▸ Document excerpt:
+ + + +

Plague is an infectious disease caused by the bacterium Yersinia pestis.

♦ Signs and symptoms
General symptoms of plague include fever, chills, headaches, and nausea.
Many people experience swelling in their lymph nodes if they have bubonic plague.
For those with pneumonic plague, symptoms may (or may not) include a cough, pain in the chest, and haemoptysis.

Other clinical manifestations include plague meningitis, plague pharyngitis, and ocular plague.

There are three forms of plague, each affecting a different part of the body and causing associated symptoms.
- Bubonic plague affects the lymph nodes, making them swell
- Septicemic plague infects the blood and can cause tissues to turn black and die.
- Pneumonic plague infects the lungs, causing shortness of breath, coughing and chest pain

- Bubonic plague
Swollen inguinal lymph glands on a person infected with the bubonic plague.
The swollen lymph glands are termed buboes from the Greek word for groin, swollen gland: bubo.

When a flea bites a human and contaminates the wound with regurgitated blood, the plague-causing bacteria are passed into the tissue.
Y. pestis can reproduce inside cells, so even if phagocytosed, they can still survive. Once in the body, the bacteria can enter the lymphatic system, which drains interstitial fluid.
Plague bacteria secrete several toxins, one of which is known to cause beta-adrenergic blockade.
Y. pestis spreads through the lymphatic vessels of the infected human until it reaches a lymph node, where it causes acute lymphadenitis.
The swollen lymph nodes form the characteristic buboes associated with the disease, and autopsies of these buboes have revealed them to be mostly hemorrhagic or necrotic.
If the lymph node is overwhelmed, the infection can pass into the bloodstream, causing secondary septicemic plague and if the lungs are seeded, it can cause secondary pneumonic plague.

- Septicemic plague
Lymphatics ultimately drain into the bloodstream, so the plague bacteria may enter the blood and travel to almost any part of the body.
In septicemic plague, bacterial endotoxins cause disseminated intravascular coagulation (DIC), causing tiny clots throughout the body and possibly ischemic necrosis (tissue death due to lack of circulation/perfusion to that tissue) from the clots. DIC results in depletion of the body's clotting resources so that it can no longer control bleeding.

+ + + +

▸ Provided material:
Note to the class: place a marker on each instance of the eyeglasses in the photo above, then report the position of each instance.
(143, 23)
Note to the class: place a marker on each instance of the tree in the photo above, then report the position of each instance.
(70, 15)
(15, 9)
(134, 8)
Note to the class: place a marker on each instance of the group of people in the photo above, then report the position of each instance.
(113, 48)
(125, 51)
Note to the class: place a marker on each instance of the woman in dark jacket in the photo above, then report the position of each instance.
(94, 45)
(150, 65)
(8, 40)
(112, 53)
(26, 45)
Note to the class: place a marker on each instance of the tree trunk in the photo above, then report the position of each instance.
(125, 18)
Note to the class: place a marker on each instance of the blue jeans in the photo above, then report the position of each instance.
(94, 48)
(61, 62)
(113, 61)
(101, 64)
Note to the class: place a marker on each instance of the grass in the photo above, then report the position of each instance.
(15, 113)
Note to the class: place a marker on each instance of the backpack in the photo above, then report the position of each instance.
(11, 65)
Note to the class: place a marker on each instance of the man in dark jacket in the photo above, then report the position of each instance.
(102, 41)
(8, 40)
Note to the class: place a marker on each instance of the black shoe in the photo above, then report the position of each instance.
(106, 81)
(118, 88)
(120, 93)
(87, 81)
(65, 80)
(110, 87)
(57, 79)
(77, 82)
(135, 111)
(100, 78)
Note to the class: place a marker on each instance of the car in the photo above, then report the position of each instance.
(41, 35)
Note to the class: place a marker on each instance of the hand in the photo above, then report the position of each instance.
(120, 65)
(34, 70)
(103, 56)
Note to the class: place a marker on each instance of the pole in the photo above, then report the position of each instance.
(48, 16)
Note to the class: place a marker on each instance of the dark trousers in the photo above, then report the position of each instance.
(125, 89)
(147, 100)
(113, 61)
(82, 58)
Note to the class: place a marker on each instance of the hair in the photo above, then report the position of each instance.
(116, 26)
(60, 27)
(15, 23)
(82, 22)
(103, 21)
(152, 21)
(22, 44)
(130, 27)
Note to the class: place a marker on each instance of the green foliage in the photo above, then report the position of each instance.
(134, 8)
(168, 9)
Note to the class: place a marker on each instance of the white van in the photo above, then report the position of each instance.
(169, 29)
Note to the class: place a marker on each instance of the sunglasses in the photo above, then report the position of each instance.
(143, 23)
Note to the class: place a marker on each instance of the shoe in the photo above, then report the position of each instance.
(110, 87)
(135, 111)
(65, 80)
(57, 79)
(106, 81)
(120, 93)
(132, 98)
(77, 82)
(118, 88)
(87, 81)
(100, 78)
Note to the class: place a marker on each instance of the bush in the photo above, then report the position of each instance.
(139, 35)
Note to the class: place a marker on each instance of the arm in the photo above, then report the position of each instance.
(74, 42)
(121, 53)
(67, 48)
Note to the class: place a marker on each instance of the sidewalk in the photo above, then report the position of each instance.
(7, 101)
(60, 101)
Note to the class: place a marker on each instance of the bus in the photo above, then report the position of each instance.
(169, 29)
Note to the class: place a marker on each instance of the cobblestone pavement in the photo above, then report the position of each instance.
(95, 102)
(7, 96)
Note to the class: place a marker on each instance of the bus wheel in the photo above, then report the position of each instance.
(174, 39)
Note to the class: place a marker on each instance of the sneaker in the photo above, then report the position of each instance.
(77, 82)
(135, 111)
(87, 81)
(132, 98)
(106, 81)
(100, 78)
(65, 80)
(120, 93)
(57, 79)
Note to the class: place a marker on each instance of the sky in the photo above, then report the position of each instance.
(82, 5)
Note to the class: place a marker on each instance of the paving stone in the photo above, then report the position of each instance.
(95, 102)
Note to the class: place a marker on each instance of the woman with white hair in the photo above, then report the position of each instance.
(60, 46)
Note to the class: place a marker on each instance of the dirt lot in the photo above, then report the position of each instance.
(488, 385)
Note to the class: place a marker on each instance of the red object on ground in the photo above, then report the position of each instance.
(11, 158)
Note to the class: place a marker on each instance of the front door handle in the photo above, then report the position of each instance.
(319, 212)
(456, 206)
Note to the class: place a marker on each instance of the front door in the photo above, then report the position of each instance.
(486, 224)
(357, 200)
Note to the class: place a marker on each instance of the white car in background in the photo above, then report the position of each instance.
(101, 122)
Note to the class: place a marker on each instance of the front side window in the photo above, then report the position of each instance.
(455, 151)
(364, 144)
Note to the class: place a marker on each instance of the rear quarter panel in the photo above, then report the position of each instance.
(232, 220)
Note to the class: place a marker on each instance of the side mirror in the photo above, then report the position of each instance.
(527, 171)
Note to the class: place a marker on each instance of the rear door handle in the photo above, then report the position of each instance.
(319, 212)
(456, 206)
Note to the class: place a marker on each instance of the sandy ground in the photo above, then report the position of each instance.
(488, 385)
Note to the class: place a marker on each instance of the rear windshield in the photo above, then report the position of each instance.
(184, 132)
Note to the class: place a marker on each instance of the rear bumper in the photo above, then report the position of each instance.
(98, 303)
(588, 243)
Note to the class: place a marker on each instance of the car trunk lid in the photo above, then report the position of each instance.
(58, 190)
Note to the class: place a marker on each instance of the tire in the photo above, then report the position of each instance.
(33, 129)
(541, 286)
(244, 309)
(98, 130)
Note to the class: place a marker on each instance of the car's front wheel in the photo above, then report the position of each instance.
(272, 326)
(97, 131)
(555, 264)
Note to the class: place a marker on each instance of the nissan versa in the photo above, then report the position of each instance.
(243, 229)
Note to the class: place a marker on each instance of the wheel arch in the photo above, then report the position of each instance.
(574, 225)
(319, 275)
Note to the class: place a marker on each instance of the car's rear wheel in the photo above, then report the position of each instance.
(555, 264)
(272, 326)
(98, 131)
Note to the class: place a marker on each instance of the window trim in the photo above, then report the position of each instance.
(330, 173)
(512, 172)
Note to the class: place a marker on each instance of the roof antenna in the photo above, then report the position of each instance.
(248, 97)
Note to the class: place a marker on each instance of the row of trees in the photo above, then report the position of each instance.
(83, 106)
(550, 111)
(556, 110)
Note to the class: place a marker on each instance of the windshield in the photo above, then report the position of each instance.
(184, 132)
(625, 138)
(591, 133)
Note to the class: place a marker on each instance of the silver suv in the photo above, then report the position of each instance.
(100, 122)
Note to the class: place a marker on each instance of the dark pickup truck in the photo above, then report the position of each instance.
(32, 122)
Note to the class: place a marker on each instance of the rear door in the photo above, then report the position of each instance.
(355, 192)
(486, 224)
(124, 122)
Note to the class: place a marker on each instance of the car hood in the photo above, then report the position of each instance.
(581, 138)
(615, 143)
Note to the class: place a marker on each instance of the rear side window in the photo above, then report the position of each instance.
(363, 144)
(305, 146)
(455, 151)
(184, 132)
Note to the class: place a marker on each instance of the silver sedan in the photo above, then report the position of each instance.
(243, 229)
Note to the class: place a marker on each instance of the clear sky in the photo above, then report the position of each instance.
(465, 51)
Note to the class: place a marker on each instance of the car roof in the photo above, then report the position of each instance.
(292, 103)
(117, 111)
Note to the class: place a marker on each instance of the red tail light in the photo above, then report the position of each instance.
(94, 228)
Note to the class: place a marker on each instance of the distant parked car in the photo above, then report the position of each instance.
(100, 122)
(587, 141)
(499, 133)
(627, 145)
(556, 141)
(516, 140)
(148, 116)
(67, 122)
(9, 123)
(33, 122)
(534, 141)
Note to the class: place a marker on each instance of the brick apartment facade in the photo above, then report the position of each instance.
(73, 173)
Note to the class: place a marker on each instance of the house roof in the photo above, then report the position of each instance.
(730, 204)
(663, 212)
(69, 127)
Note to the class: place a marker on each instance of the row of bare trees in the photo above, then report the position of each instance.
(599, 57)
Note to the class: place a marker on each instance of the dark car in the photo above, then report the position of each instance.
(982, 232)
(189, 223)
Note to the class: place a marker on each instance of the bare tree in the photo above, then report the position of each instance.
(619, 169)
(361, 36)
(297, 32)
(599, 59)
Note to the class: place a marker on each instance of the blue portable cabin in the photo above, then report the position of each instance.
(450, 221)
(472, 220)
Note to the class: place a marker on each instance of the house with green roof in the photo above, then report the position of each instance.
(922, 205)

+ + + +

▸ Exercise instructions:
A. Copy the plague text from "For those with" up to and including "and ocular plague.", swapping "haemoptysis" for "hemoptysis".
B. Put this sentence from the plague text into Spanish: "General symptoms of plague include fever, chills, headaches, and nausea."

▸ Per-task answers:
A.
For those with pneumonic plague, symptoms may (or may not) include a cough, pain in the chest, and hemoptysis.

Other clinical manifestations include plague meningitis, plague pharyngitis, and ocular plague.

B. Los síntomas generales de la peste incluyen fiebre, escalofríos, dolores de cabeza y náuseas.